--- BEGIN Text to read ---
Internet Explorer 9 Beta Drops. It’s Lean, Fast and Modern
- By Michael Calore, Webmonkey
- September 15, 2010 |
- 11:28 am |
Microsoft released the first beta version of its new Internet Explorer web browser Wednesday morning.
Internet Explorer 9 Beta was made available for download shortly after it was announced at a launch event in San Francisco, around 10:00 a.m. Pacific time. The download link for Windows Vista and Windows 7 users can be accessed here.
The final version of IE9 is still some months off — Microsoft wouldn’t commit to a definite time frame for the browser’s release when we asked. But we’ve spent a few days in IE9 Beta’s company, and so far, it has proven to be a thoroughly modern machine. The world’s most-used browser is getting a new look, much expanded support for HTML5 and other 21st-century web technologies, and a big speed boost.
Quite a change. Microsoft has a reputation for being an also-ran when it comes to browser innovation. When IE8 arrived in March 2009, we found it rich in features, but lacking in support for the emerging standards powering the shiny apps that make the web exciting. IE8 was faster and more secure than its predecessor, but when it came to speed and productivity, it wasn’t up to snuff with its peers — Chrome, Firefox, Safari and Opera. In fact, it was a bit of a snooze.
--- END Text to read ---
--- BEGIN Material to process ---
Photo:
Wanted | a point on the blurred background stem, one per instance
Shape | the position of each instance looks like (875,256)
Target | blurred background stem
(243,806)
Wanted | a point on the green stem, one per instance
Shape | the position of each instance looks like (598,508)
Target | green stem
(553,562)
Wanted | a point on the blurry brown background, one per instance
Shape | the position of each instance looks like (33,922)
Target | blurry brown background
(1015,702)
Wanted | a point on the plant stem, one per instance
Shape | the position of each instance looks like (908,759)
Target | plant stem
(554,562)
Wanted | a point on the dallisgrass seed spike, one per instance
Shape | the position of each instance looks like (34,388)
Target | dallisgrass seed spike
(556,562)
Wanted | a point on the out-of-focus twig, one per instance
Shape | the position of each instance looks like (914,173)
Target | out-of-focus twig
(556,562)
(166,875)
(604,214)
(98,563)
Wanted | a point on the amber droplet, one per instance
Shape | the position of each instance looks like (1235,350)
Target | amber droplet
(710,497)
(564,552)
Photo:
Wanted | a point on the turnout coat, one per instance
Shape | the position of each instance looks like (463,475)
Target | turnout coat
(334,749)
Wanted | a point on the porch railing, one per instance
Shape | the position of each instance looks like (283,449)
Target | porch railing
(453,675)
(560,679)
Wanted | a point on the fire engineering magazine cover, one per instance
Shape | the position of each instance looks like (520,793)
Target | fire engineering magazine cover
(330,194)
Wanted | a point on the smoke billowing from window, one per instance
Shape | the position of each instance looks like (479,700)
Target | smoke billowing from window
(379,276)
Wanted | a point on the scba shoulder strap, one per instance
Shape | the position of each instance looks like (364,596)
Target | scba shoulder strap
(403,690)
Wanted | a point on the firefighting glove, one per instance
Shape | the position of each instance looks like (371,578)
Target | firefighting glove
--- END Material to process ---
__Job 1__
Rewrite the IE9 Beta article from the words "Internet Explorer 9 Beta was" through "big speed boost.", renaming "San Francisco" as "Redmond".
__Job 2__
Duplicate all the location identification rows line for line, without any changes.
The IE9 Beta article and the rows have no connection to each other.

__Reply 1__
Internet Explorer 9 Beta was made available for download shortly after it was announced at a launch event in Redmond, around 10:00 a.m. Pacific time. The download link for Windows Vista and Windows 7 users can be accessed here.
The final version of IE9 is still some months off — Microsoft wouldn’t commit to a definite time frame for the browser’s release when we asked. But we’ve spent a few days in IE9 Beta’s company, and so far, it has proven to be a thoroughly modern machine. The world’s most-used browser is getting a new look, much expanded support for HTML5 and other 21st-century web technologies, and a big speed boost.

__Reply 2__
Photo:
Wanted | a point on the blurred background stem, one per instance
Shape | the position of each instance looks like (875,256)
Target | blurred background stem
(243,806)
Wanted | a point on the green stem, one per instance
Shape | the position of each instance looks like (598,508)
Target | green stem
(553,562)
Wanted | a point on the blurry brown background, one per instance
Shape | the position of each instance looks like (33,922)
Target | blurry brown background
(1015,702)
Wanted | a point on the plant stem, one per instance
Shape | the position of each instance looks like (908,759)
Target | plant stem
(554,562)
Wanted | a point on the dallisgrass seed spike, one per instance
Shape | the position of each instance looks like (34,388)
Target | dallisgrass seed spike
(556,562)
Wanted | a point on the out-of-focus twig, one per instance
Shape | the position of each instance looks like (914,173)
Target | out-of-focus twig
(556,562)
(166,875)
(604,214)
(98,563)
Wanted | a point on the amber droplet, one per instance
Shape | the position of each instance looks like (1235,350)
Target | amber droplet
(710,497)
(564,552)
Photo:
Wanted | a point on the turnout coat, one per instance
Shape | the position of each instance looks like (463,475)
Target | turnout coat
(334,749)
Wanted | a point on the porch railing, one per instance
Shape | the position of each instance looks like (283,449)
Target | porch railing
(453,675)
(560,679)
Wanted | a point on the fire engineering magazine cover, one per instance
Shape | the position of each instance looks like (520,793)
Target | fire engineering magazine cover
(330,194)
Wanted | a point on the smoke billowing from window, one per instance
Shape | the position of each instance looks like (479,700)
Target | smoke billowing from window
(379,276)
Wanted | a point on the scba shoulder strap, one per instance
Shape | the position of each instance looks like (364,596)
Target | scba shoulder strap
(403,690)
Wanted | a point on the firefighting glove, one per instance
Shape | the position of each instance looks like (371,578)
Target | firefighting glove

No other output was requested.